(Referring expression data)
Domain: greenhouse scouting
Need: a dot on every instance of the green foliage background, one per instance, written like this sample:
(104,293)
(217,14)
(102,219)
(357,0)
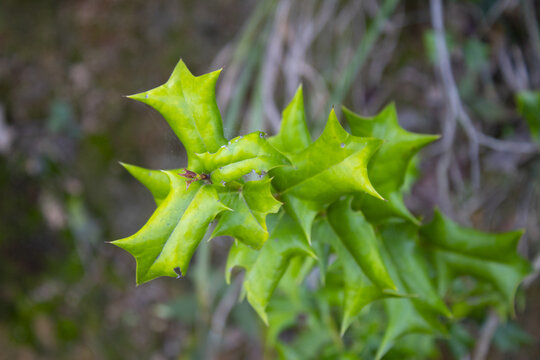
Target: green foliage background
(63,69)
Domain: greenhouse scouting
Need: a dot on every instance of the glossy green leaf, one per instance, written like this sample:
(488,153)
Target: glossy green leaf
(406,315)
(358,289)
(286,241)
(188,103)
(155,180)
(334,165)
(250,205)
(401,241)
(242,155)
(165,244)
(361,251)
(528,104)
(464,251)
(358,237)
(388,167)
(293,135)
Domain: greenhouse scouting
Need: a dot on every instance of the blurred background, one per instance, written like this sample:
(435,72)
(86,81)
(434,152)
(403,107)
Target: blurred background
(467,70)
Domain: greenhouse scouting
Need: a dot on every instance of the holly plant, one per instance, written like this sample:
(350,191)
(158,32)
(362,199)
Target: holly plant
(320,227)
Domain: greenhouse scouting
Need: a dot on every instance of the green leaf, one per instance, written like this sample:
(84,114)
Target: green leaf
(166,243)
(401,240)
(242,155)
(188,103)
(405,316)
(358,288)
(247,220)
(489,257)
(358,237)
(293,135)
(334,165)
(528,104)
(286,240)
(239,255)
(155,180)
(388,168)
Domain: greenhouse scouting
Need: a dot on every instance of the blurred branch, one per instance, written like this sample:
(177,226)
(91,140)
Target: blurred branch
(272,60)
(366,45)
(457,110)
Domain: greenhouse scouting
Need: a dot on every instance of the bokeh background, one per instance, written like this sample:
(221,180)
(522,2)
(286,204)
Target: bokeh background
(454,68)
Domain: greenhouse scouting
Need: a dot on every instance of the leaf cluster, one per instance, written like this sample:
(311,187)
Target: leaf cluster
(323,231)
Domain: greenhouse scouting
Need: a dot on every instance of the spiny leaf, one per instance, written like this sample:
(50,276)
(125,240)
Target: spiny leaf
(250,205)
(293,135)
(173,232)
(389,165)
(358,237)
(239,255)
(528,104)
(358,289)
(242,155)
(405,316)
(401,240)
(286,241)
(155,180)
(188,103)
(302,211)
(489,257)
(334,165)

Task brief - Once the pictures are set aside, transcribe the remaining lines above exactly.

Answer below -
Domain: greenhouse scouting
Need: a dot on every instance of the green foliage background, one per instance, written like this sample:
(104,293)
(217,14)
(102,219)
(357,0)
Target: green foliage background
(63,69)
Domain: greenhouse scouting
Need: a dot on every instance of the glossy green leaf, one per instance, written like this sample:
(488,153)
Target: glossy green leaf
(406,315)
(358,289)
(286,241)
(188,103)
(155,180)
(334,165)
(250,205)
(401,241)
(242,155)
(165,244)
(361,251)
(528,104)
(464,251)
(358,237)
(388,167)
(293,135)
Domain: greenhouse scouting
Need: a dot on every instance of the blurred background, one per instance, written like this sample:
(435,72)
(86,81)
(434,152)
(403,107)
Target: blurred background
(467,70)
Domain: greenhouse scouting
Need: a dot on every instance of the holly plant, one per instance, written like this sample:
(350,191)
(158,32)
(362,199)
Target: holly plant
(320,227)
Domain: greenhouse scouting
Need: a dot on every instance of the green leaf, one per instance, written like this sample:
(84,114)
Target: green leaf
(166,243)
(401,240)
(242,155)
(188,103)
(405,316)
(358,288)
(247,220)
(489,257)
(358,237)
(293,135)
(334,165)
(528,104)
(286,240)
(239,255)
(155,180)
(388,168)
Domain: greenhouse scouting
Need: a dot on every instance of the blurred branch, one per instance, written like this sample:
(177,226)
(91,140)
Target: blurred branch
(272,60)
(366,45)
(457,110)
Domain: greenhouse scouting
Need: a dot on every instance of the bokeh background, one per instance, written like this sample:
(221,180)
(522,2)
(286,204)
Target: bokeh background
(454,68)
Domain: greenhouse scouting
Need: a dot on every instance of the leaf cluster, one per instance, written like this sample:
(311,187)
Target: leaf cluster
(323,231)
Domain: greenhouse scouting
Need: a dot on every instance of the spiny leaf, one per instance, written like this sample:
(50,276)
(125,240)
Target: spiny leaf
(250,205)
(293,135)
(173,232)
(389,165)
(358,237)
(239,255)
(528,104)
(358,289)
(242,155)
(405,316)
(401,240)
(286,241)
(155,180)
(188,103)
(302,211)
(489,257)
(334,165)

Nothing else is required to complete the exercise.